Questions:
1 - Repeat word for word the section of the Bayes factor passage starting at "Having constrained our" and ending at "in statistical software.".
2 - According to the Bayes factor passage, what standard statistical output is enough to calculate this Bayes factor easily?
3 - List every quantity named in the Figure 2 caption of the Bayes factor passage.

Text segment:
- - - -

Having constrained our Bayes factor to be monotonely increasing in the likelihood-ratio has ensured that the formula for Bayes factor for \(d>1\) is the natural generalization from the case with \(d=1\) where monotonicity is always fulfilled. It has also made our Bayes factor both objective, meaningful and at least corresponding to both frequentist likelihood-ratio-based and pure likelihood inference, and thus likely to be accepted by the scientific community3,4,36. Furthermore, this Bayes factor is easily calculated from standard statistical output, e.g. an uncategorized p value and dimension of the hypothesis, which is usually available in epidemiological papers, and certainly in statistical software.

Figure 2
figure 2

Lack of support for \(H_0\) (measured as \(-\log (p)\) (Pd) and \(-\log (\textrm{Pr}(H_0|D))\) (BFd), respectively, as a function of \(\chi ^2\) and dimension d of \(H_1\).

- - - -

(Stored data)
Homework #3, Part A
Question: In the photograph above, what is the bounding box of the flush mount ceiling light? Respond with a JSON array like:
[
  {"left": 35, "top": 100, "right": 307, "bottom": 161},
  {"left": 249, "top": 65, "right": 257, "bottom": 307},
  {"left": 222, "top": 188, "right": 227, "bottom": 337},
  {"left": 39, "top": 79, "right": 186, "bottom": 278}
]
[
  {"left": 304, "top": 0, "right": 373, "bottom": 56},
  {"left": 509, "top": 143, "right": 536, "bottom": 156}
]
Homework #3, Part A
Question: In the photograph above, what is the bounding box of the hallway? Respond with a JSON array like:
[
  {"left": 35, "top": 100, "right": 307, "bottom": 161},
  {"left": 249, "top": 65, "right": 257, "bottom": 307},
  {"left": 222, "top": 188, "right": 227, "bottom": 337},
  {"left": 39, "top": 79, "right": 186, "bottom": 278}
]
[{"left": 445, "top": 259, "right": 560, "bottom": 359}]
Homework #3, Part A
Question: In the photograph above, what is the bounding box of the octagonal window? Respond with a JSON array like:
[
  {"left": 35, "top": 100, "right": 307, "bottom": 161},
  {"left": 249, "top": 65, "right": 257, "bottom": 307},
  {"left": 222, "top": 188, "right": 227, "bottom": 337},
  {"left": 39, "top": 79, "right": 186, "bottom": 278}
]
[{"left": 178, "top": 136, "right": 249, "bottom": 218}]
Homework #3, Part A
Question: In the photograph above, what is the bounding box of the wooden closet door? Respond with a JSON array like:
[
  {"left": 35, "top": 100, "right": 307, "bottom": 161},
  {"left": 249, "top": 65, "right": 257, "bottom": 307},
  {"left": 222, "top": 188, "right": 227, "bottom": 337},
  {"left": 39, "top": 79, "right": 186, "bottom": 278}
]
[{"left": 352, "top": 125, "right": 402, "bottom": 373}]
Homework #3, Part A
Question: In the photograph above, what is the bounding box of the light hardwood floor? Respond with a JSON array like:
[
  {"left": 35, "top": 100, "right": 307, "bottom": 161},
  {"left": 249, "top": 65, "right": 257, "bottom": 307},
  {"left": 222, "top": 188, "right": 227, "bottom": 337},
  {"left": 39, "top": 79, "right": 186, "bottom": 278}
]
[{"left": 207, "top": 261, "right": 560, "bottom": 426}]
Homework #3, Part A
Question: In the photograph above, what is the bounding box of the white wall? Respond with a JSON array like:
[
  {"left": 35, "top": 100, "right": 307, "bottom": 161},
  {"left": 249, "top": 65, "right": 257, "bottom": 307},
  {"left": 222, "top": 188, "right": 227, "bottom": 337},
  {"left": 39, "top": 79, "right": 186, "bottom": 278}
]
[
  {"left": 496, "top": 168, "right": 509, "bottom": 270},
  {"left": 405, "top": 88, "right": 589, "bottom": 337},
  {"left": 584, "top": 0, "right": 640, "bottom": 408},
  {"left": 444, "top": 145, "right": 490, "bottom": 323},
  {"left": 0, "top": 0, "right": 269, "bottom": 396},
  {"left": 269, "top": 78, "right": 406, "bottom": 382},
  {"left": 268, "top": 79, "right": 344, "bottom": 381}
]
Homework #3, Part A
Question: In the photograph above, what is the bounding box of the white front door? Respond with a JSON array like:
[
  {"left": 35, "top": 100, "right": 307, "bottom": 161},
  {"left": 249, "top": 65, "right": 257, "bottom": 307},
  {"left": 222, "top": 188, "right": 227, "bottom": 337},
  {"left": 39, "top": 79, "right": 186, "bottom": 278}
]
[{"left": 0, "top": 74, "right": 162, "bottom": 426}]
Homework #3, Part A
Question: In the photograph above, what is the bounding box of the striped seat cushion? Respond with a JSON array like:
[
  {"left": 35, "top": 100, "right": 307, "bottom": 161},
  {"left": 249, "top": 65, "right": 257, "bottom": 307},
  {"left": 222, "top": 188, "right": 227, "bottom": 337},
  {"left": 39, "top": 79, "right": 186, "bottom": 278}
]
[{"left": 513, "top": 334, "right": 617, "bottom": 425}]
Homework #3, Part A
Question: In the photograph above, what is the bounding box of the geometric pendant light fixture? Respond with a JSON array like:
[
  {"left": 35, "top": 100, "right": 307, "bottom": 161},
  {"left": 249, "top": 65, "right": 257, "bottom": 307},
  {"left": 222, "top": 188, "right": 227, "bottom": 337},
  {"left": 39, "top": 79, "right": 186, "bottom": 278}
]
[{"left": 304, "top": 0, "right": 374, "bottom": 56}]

- - - -

Results of the tasks:
1 -
Having constrained our Bayes factor to be monotonely increasing in the likelihood-ratio has ensured that the formula for Bayes factor for \(d>1\) is the natural generalization from the case with \(d=1\) where monotonicity is always fulfilled. It has also made our Bayes factor both objective, meaningful and at least corresponding to both frequentist likelihood-ratio-based and pure likelihood inference, and thus likely to be accepted by the scientific community3,4,36. Furthermore, this Bayes factor is easily calculated from standard statistical output, e.g. an uncategorized p value and dimension of the hypothesis, which is usually available in epidemiological papers, and certainly in statistical software.

2 - An uncategorized p value and the dimension of the hypothesis.

3 -
- −log(p) (Pd)
- −log(Pr(H₀|D)) (BFd)
- χ²
- dimension d of H₁